SOURCE RECORDS:
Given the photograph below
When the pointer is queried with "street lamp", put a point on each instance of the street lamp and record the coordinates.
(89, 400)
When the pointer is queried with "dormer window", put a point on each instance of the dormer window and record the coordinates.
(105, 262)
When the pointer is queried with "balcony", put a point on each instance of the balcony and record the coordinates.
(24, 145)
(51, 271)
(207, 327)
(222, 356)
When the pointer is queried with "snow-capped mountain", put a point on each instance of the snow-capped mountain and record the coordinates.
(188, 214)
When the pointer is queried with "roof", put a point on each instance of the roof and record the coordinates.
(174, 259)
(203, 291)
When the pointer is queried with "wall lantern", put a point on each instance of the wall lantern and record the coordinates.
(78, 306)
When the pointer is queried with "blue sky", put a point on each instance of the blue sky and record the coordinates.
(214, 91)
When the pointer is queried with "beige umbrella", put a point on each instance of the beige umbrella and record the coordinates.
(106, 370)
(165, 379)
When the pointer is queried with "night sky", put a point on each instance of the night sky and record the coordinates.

WHAT THIS TASK INVOLVES:
Return each entry above word for word, with every line in its original order.

RESPONSE TO THIS EXERCISE:
Given the photograph below
When the pointer is queried with "street lamp", put a point on each instance of the street lamp and record the coordinates.
(89, 400)
When the pointer is queried with "dormer window", put a point on each instance of the dormer window and record the coordinates.
(105, 262)
When the pointer is queried with "balcony", put a point on each instance of the balcony and record the coordinates.
(24, 145)
(51, 271)
(207, 327)
(222, 356)
When the pointer is queried with "snow-capped mountain", put a point on each instance of the snow-capped mountain and record the coordinates.
(188, 214)
When the pointer is queried with "roof", put a point on each instance of the roof and record the coordinates.
(174, 259)
(203, 291)
When the pointer is queried with "wall lantern", put a point on each instance of the wall lantern and record the coordinates.
(78, 306)
When the pointer is queried with "blue sky", put a point on each instance of the blue sky and record the coordinates.
(214, 91)
When the pointer is queried with "beige umbrella", put a point on each instance of the beige umbrella and record the coordinates.
(106, 370)
(165, 379)
When the pointer is queried with "night sky", put a point on each instance of the night sky and record the coordinates.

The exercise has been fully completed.